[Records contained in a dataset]
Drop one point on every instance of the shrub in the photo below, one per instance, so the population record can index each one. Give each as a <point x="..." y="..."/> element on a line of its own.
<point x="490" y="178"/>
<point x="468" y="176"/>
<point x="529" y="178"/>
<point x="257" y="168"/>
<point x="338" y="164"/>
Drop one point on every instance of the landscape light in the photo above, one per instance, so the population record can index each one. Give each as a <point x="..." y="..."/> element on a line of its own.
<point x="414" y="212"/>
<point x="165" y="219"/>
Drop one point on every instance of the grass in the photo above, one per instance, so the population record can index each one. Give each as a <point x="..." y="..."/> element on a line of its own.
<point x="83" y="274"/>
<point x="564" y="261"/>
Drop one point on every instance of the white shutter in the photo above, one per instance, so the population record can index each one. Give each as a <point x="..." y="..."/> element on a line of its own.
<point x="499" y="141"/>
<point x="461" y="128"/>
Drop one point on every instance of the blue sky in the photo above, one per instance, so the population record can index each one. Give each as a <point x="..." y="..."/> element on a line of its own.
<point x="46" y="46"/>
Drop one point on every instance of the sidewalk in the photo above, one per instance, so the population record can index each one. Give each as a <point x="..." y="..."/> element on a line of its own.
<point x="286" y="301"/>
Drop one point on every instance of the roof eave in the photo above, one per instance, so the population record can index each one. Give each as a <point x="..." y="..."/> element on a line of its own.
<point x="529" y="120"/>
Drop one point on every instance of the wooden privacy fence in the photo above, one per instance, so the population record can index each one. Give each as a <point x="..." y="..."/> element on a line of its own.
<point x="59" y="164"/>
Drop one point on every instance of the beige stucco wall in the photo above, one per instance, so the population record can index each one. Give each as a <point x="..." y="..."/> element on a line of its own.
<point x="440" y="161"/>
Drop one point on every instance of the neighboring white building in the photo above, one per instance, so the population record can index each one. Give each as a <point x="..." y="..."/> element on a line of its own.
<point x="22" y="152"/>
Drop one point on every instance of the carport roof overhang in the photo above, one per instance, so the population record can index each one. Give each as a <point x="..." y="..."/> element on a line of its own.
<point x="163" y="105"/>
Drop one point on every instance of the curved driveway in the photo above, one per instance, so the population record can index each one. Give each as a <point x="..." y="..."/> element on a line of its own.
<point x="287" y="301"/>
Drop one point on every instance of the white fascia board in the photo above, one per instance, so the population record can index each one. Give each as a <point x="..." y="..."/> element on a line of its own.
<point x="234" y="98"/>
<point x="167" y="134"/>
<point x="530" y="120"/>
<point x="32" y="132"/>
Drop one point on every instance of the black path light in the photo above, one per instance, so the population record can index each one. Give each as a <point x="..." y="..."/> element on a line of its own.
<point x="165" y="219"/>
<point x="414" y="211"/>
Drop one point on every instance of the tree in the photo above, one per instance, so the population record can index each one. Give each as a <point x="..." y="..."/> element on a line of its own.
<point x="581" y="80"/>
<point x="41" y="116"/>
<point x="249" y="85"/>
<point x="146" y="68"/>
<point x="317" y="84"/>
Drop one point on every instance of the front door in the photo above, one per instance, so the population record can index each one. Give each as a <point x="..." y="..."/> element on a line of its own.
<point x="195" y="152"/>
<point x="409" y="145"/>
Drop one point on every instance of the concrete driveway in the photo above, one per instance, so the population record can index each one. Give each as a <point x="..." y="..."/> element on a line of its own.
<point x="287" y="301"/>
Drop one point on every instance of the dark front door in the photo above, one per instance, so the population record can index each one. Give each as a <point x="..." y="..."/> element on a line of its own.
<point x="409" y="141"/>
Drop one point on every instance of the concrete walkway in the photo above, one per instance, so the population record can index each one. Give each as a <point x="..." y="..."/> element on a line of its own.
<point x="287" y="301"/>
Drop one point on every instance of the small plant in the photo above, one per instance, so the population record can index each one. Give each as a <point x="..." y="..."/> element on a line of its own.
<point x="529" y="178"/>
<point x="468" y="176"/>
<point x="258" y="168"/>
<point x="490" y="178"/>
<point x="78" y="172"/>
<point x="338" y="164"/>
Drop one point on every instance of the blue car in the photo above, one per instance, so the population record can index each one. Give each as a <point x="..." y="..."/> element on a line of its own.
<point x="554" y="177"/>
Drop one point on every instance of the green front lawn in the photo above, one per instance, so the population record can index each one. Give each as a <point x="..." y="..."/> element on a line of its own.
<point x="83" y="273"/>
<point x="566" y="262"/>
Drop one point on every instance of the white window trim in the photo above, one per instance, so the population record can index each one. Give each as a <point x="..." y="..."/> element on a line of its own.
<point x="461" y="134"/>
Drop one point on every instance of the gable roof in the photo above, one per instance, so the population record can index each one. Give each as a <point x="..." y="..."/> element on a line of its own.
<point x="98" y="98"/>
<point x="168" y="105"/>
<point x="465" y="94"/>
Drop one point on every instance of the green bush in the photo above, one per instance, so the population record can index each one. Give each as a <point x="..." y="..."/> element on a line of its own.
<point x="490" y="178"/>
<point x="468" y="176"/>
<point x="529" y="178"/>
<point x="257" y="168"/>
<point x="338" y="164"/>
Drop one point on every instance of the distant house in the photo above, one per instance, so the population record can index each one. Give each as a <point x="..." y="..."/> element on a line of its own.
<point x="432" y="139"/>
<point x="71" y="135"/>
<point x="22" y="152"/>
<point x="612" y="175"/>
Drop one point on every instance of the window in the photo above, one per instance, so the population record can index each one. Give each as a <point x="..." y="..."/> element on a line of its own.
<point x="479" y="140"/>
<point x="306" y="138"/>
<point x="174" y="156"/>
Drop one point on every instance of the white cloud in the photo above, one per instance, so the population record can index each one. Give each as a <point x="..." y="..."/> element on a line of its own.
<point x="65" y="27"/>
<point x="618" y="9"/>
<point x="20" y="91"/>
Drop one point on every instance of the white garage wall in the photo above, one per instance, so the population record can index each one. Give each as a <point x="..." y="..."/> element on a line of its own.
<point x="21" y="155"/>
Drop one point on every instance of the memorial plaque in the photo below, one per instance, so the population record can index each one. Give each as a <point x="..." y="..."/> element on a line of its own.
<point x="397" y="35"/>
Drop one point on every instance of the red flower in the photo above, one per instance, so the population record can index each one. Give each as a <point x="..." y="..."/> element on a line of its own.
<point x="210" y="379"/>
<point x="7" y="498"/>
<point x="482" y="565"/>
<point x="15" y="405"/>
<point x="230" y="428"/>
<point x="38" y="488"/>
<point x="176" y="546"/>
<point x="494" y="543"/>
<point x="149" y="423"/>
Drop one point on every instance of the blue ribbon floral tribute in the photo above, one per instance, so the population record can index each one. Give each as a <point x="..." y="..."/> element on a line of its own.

→ **The problem**: Repeat exactly the lines starting at the line with "Drop one point on every instance of the window" and ending with the final line of the entries. Include nothing else.

→ **Solution**:
Drop one point on every instance of the window in the photo above, one per instance, so the population record can index each one. Give each as a <point x="..." y="..."/> element on a line of its own.
<point x="479" y="140"/>
<point x="306" y="138"/>
<point x="174" y="156"/>
Drop one point on every instance of the white cloud in the photo above, one per instance, so the population record can index each one. Give each as a <point x="..." y="..."/> element on a line of its own.
<point x="65" y="27"/>
<point x="618" y="9"/>
<point x="20" y="91"/>
Drop one point on every instance of the white garage wall in the photo above, one per instance, so the population record can index each one. Give each as a <point x="..." y="..."/> element on a line of its own.
<point x="21" y="155"/>
Drop one point on every instance of the memorial plaque in the photo below, one per instance, so the population record can index each one. Give each as a <point x="..." y="..."/> element on a line of its own.
<point x="397" y="35"/>
Drop one point on every instance of the red flower in the photo above, one per instance, so the population record can index each one. Give each as a <point x="..." y="..."/> element on a line of its own.
<point x="210" y="379"/>
<point x="7" y="498"/>
<point x="482" y="565"/>
<point x="15" y="405"/>
<point x="230" y="428"/>
<point x="38" y="488"/>
<point x="176" y="546"/>
<point x="494" y="543"/>
<point x="149" y="423"/>
Drop one point on every instance of the blue ribbon floral tribute in the photo above, one per instance, so the population record can index each one. Give each as a <point x="..." y="..."/> element on a line of its own.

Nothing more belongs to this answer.